**CONSEGNA**
Prosegui il testo sui vent'anni di impegno in Afghanistan a partire dall'ultima frase riportata.

**TESTO DELL'ESERCIZIO**
━━━━━━━━━━━━━━━━
(Cristina Terribili)

La guerra nell’ex Jugoslavia era conclusa da una decina d’anni circa quando mi fermai casualmente a parlare con un militare italiano stanziato a Sarajevo, sulla situazione nei Balcani. Mi disse di aver la sensazione che quel tempo fosse passato senza reali cambiamenti: “Se dovessimo andare via ricomincerebbero tutto daccapo. In questi anni mi è nato un figlio che ho visto pochissimo, ho fatto delle rinunce eppure ho la sensazione che non sia servito a nulla”.

A tanti anni di distanza le parole che oggi arrivano dall’Afghanistan sono state più o meno le stesse. I soldati morti, l’impegno economico e militare profuso, la spinta verso la tutela dei diritti consentendo alle bambine, alle ragazze, alle donne, di avere una voce nella società sembrano essere stati vani e tutti coloro che si sono impegnati per l’Afghanistan sentono di aver perso. Sentono che vent’anni di impegno non sono serviti a nulla.

Ma il tempo, lo sappiamo, è relativo. Il tempo ha un modo tutto suo di scorrere nella vita e nella mente di ognuno di noi. Vent’anni possono essere tanti e pochi allo stesso tempo, possono essere un granello di sabbia in un mastodontico meccanismo tanto quanto un tempo utile per una rivoluzione.
━━━━━━━━━━━━━━━━
**ELENCO DATI**
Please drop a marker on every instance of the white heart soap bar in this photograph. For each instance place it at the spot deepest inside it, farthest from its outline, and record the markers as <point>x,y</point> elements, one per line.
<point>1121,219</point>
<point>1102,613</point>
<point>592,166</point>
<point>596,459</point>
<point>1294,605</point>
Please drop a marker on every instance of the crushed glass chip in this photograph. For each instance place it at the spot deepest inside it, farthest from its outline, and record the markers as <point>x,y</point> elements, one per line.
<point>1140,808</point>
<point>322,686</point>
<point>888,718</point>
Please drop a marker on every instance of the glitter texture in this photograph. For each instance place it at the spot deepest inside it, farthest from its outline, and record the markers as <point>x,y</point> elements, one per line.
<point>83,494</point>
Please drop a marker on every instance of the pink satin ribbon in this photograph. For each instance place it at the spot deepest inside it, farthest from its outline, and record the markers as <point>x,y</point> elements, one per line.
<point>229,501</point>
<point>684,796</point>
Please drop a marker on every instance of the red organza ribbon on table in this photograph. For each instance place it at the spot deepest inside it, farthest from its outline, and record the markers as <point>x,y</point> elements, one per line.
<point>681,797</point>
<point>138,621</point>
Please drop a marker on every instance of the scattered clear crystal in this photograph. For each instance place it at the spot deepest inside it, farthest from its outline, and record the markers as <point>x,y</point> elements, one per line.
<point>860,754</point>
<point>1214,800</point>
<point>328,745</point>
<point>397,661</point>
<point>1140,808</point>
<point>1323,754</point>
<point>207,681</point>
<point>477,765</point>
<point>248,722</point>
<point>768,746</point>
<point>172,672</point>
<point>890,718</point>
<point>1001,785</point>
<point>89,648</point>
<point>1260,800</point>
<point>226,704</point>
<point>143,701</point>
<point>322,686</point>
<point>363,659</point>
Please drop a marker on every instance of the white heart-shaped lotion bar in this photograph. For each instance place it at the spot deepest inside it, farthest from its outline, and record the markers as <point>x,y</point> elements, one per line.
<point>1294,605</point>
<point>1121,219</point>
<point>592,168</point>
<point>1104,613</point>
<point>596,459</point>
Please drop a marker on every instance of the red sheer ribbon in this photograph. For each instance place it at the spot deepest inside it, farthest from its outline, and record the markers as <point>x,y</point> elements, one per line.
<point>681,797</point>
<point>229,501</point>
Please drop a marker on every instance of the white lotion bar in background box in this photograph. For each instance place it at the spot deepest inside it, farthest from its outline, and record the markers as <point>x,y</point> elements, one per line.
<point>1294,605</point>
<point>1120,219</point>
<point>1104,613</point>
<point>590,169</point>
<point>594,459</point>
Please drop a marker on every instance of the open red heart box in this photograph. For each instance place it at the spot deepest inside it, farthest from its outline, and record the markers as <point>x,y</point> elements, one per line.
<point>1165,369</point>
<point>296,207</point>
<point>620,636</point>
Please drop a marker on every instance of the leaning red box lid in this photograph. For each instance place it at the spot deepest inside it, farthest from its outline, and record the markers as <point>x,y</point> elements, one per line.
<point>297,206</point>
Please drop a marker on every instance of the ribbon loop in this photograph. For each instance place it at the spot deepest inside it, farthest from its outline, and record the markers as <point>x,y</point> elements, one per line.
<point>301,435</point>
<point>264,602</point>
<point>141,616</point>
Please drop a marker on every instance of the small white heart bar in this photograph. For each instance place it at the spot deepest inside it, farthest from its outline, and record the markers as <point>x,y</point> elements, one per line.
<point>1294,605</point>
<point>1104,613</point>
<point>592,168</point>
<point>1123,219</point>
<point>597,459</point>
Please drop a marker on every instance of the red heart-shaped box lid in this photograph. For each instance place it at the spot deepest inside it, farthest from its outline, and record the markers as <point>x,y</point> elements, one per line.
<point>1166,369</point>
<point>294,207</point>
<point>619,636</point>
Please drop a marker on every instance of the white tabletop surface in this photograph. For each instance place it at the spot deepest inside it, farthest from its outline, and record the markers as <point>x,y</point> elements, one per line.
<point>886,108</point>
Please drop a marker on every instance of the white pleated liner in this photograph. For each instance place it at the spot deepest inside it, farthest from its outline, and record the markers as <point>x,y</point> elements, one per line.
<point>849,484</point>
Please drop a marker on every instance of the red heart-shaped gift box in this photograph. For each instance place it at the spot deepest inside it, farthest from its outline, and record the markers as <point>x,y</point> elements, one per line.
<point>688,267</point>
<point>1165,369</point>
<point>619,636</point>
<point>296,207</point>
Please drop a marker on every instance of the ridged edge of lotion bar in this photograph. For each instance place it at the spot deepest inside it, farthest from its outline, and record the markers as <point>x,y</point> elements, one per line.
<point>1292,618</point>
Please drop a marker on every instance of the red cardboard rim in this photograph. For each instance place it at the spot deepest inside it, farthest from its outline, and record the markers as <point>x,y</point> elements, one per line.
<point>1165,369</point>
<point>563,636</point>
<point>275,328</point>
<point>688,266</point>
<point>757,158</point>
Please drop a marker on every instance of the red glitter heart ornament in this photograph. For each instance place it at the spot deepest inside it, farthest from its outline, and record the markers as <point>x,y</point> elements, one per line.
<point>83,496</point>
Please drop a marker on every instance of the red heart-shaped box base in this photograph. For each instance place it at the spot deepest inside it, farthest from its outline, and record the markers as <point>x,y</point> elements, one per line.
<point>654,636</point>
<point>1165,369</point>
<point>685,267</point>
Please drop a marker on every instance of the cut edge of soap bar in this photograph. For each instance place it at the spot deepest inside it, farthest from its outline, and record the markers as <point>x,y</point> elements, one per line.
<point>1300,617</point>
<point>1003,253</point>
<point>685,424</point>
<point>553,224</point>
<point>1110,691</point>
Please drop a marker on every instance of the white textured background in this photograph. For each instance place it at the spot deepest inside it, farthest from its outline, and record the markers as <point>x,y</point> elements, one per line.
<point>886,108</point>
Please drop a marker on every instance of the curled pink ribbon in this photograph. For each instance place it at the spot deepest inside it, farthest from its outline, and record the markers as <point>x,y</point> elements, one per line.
━━━━━━━━━━━━━━━━
**RISPOSTA ATTESA**
Probabilmente, se associati ad un cambiamento di valori, di tradizioni, di modelli a cui fare riferimento, vent’anni sono un tempo veramente molto relativo. Non stiamo forse ancora faticando, qui da noi, per far sì che i diritti della donna siano realmente acquisiti? Quanti anni ci sono voluti affinché nei nostri ordinamenti cadessero quei principi relativi ai “delitti d’onore” e ai matrimoni “riparatori”? Quante donne, ancora, nel nostro Paese, percepiscono stipendi inferiori ai colleghi uomini? Quanti giudici, ancora, si soffermano sugli abiti indossati dalla vittima di violenza? In quanti Paesi le differenze tra uomini e donne sono ancora un nodo da sciogliere? Quanto ancora fatichiamo a considerarci senza distinzione in merito al colore della pelle o alla provenienza geografica?

Se da una parte c’è unanimità nel considerare la crisi umanitaria in Afghanistan dall’altra c’è la preoccupazione, e persino il rifiuto, ad accettare i profughi. Quelli senza invito, per intenderci; quelli che non hanno avuto la fortuna di avere avuto un posto di lavoro nelle diplomazie, di avere avuto un amico o una persona che li ha garantiti, che li ha fatti salire sull’aereo.

Le bambine afghane che in questi venti anni sono andate a scuola sono state tante ed hanno imparato molto; forse servivano molti più anni per mandare a scuola tanti altri bambini e permettere loro di arrivare ad un cambiamento. I cambiamenti si consolidano se fatti insieme, se si cammina fianco a fianco, se ci si dà il tempo di cadere e rialzarsi.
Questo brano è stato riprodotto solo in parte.